Source records
====

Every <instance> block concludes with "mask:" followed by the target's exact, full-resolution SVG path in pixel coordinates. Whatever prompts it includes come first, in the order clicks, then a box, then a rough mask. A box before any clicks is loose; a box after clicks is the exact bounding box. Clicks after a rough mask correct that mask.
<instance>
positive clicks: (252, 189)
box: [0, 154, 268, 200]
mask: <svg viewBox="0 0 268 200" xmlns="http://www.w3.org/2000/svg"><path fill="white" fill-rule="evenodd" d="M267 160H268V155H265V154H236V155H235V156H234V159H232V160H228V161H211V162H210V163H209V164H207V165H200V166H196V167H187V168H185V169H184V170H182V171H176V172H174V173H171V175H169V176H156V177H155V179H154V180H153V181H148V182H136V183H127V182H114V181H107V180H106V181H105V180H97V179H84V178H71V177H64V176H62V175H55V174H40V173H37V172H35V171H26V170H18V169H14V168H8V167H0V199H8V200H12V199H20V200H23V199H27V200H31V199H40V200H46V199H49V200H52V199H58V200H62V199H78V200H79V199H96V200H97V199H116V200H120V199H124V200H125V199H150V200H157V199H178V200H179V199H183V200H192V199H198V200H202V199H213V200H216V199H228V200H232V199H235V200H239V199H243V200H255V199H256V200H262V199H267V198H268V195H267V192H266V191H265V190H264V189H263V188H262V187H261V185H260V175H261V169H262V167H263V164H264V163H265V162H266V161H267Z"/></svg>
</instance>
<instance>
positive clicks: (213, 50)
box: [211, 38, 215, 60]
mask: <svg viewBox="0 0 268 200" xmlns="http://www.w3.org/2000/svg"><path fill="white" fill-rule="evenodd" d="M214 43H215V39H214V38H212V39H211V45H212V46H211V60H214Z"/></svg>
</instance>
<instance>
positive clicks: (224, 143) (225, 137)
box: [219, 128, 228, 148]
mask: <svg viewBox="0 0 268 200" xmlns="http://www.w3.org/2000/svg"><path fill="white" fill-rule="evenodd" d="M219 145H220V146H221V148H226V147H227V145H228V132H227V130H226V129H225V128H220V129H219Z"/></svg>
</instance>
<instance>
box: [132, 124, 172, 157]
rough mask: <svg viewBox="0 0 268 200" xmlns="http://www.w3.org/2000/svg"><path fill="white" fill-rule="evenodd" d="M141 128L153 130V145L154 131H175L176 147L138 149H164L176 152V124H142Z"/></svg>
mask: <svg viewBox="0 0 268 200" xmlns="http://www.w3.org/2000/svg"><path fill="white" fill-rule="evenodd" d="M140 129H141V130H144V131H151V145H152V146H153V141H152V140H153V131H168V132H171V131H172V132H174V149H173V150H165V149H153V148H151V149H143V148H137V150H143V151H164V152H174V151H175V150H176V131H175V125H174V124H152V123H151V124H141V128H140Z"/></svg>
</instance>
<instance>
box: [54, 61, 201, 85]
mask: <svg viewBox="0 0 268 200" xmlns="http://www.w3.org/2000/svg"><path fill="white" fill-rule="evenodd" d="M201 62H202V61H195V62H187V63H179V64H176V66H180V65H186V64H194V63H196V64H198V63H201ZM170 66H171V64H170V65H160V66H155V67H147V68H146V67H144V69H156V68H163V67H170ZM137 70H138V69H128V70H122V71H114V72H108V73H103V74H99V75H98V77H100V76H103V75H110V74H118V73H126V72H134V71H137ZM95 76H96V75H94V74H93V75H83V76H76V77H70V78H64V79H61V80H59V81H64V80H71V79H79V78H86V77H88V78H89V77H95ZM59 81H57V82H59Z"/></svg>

====

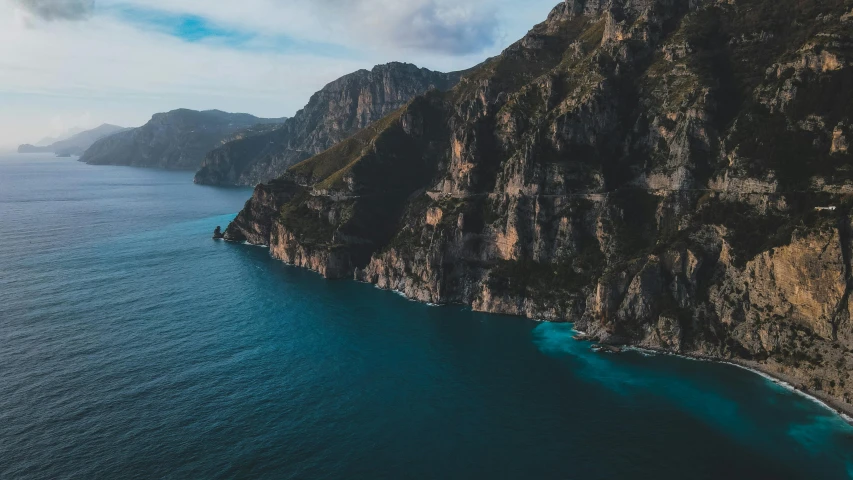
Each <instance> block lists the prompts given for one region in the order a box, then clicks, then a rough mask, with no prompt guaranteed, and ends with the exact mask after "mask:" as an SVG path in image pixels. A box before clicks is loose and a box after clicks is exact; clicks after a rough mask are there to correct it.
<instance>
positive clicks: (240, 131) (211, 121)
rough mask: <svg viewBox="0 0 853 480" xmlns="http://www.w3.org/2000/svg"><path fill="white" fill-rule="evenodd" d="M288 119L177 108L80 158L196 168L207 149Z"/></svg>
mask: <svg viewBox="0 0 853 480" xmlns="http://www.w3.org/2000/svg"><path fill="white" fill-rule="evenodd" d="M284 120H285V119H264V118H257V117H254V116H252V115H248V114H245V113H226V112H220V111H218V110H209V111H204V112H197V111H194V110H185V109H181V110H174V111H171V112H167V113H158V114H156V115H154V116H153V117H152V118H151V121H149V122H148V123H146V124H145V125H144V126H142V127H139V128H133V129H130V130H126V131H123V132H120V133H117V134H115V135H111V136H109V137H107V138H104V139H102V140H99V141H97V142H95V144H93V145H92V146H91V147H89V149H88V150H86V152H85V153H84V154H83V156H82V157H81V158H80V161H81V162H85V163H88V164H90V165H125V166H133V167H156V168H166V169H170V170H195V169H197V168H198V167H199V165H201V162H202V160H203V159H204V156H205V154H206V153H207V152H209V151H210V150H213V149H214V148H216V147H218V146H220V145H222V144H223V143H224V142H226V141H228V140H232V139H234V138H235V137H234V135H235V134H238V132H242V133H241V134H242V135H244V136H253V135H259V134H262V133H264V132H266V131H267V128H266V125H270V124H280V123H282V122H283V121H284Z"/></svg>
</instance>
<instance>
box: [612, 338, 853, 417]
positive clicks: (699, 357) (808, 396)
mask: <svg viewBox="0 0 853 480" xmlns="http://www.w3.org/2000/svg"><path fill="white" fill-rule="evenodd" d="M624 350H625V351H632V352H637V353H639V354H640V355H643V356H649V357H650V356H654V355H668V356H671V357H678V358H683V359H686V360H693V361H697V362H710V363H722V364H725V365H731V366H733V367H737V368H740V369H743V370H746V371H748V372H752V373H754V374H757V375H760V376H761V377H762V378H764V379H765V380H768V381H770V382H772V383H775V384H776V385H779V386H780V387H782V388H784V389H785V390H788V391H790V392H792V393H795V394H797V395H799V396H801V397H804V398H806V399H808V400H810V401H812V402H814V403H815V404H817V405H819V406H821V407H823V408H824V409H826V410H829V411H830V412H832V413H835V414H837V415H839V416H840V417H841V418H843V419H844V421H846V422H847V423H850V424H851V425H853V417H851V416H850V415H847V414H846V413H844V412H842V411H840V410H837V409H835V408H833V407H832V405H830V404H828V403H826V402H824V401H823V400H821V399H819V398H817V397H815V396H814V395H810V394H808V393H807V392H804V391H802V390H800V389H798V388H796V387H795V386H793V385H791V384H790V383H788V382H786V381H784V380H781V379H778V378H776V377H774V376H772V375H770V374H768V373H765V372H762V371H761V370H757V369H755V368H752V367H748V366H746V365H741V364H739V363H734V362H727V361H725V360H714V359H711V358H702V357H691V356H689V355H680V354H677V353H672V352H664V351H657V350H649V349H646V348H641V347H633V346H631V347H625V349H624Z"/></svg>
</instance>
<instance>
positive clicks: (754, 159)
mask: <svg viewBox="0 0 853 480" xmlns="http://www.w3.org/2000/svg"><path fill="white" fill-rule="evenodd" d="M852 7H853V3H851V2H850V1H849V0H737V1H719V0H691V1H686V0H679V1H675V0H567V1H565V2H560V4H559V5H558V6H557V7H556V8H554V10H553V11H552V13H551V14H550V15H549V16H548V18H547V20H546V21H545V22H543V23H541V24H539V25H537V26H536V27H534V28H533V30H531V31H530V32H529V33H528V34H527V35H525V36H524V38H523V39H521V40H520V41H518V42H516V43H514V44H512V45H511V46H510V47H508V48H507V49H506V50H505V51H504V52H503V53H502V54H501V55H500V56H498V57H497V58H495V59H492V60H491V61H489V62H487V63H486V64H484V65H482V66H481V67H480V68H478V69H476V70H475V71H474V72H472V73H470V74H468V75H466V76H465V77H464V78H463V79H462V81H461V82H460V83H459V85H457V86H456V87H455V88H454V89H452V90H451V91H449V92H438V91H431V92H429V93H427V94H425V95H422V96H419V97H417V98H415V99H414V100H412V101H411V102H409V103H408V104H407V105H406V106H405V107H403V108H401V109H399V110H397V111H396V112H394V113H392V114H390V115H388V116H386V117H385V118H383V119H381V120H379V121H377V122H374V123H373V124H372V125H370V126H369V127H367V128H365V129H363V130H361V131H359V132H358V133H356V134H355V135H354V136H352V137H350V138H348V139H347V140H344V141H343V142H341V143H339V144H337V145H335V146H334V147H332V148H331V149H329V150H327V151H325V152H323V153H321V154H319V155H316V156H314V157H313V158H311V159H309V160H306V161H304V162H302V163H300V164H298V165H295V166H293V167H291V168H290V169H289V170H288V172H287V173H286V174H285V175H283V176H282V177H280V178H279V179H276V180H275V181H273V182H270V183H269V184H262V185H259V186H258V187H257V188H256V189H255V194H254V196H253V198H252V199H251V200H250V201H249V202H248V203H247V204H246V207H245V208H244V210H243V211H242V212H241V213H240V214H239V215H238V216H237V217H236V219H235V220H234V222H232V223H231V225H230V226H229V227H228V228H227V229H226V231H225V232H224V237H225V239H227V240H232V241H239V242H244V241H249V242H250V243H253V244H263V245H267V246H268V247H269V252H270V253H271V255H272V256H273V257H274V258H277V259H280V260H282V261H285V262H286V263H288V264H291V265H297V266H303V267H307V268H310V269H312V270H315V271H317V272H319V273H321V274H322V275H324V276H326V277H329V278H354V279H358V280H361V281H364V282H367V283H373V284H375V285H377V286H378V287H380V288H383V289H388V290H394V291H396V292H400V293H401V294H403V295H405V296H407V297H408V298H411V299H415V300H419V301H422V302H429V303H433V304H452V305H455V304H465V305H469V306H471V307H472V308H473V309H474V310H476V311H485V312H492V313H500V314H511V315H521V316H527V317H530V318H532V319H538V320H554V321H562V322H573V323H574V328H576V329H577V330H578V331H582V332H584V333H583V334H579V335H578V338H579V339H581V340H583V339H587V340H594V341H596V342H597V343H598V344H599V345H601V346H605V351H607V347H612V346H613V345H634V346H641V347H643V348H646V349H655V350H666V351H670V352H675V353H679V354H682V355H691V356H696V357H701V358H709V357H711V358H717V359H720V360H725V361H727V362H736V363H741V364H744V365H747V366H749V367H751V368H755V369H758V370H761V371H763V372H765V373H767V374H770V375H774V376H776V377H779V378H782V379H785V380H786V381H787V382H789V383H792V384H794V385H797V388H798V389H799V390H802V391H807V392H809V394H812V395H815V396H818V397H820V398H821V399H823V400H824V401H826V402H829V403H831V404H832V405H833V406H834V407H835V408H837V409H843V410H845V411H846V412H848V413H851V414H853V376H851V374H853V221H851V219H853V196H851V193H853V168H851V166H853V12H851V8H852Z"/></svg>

====

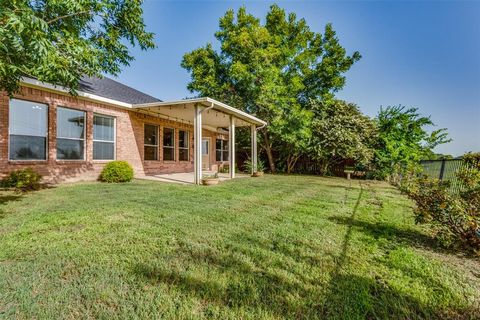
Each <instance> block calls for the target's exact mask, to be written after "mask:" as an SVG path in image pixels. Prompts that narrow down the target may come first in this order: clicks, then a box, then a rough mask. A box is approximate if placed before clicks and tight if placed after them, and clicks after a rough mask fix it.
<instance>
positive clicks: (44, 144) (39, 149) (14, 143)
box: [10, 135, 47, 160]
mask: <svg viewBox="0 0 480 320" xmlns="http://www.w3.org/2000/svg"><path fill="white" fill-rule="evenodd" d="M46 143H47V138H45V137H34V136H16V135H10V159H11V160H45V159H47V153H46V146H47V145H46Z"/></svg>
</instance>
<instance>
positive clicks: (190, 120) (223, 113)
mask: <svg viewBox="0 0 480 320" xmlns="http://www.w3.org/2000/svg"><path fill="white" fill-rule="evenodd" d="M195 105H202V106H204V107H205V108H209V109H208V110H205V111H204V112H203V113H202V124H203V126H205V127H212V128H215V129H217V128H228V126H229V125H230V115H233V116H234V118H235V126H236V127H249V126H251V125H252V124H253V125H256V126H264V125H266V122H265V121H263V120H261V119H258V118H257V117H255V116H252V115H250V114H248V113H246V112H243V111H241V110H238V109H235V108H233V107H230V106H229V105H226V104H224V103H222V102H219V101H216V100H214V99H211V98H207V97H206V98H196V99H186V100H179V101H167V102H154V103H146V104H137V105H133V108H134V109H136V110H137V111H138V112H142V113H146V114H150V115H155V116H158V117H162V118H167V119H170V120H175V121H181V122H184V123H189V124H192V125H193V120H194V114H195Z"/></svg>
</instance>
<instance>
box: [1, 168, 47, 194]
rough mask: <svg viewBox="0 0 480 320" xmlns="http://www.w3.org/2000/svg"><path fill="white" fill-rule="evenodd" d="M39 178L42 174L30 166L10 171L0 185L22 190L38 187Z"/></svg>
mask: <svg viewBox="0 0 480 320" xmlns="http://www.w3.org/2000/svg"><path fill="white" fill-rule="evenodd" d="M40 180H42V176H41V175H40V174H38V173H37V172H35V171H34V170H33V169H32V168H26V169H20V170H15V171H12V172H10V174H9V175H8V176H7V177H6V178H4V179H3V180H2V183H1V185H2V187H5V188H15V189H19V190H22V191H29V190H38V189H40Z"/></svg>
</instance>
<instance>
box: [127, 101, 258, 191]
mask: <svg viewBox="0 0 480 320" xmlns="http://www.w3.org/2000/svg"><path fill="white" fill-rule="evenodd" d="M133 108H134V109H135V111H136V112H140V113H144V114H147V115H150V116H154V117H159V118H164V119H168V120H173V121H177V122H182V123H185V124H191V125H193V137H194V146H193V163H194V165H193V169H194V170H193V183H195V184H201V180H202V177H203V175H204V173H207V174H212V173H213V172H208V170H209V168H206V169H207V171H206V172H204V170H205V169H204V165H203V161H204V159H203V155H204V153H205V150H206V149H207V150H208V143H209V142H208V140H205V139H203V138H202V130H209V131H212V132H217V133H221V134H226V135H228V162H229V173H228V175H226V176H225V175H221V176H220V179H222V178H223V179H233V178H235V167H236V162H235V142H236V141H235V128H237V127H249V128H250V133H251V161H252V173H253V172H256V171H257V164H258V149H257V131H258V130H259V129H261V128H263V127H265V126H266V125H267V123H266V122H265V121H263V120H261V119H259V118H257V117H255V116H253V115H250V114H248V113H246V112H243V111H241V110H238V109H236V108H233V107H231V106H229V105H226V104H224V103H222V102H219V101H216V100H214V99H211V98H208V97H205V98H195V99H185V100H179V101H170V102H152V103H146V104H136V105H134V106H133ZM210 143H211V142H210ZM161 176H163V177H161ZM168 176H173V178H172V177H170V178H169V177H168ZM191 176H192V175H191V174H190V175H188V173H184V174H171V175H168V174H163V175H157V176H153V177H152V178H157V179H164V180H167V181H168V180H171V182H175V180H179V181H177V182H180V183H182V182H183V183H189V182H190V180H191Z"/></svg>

====

JOB: Can you turn the material from the line containing "Every <instance> block" through the line containing "box: [0, 154, 268, 200]", both ends included, into a JSON list of strings with one string per line and any blank lines omitted?

WRITTEN ANSWER:
[
  "Every <instance> block concludes with \"mask:\" followed by the target's exact, full-resolution SVG path in pixel coordinates. Whatever prompts it includes come first, in the order clicks, then a box, then a rough mask. A box before any clicks is loose; a box after clicks is the exact bounding box. Clicks after a rough mask correct that mask.",
  "<instance>",
  "positive clicks: (252, 189)",
  "box: [0, 154, 268, 200]"
]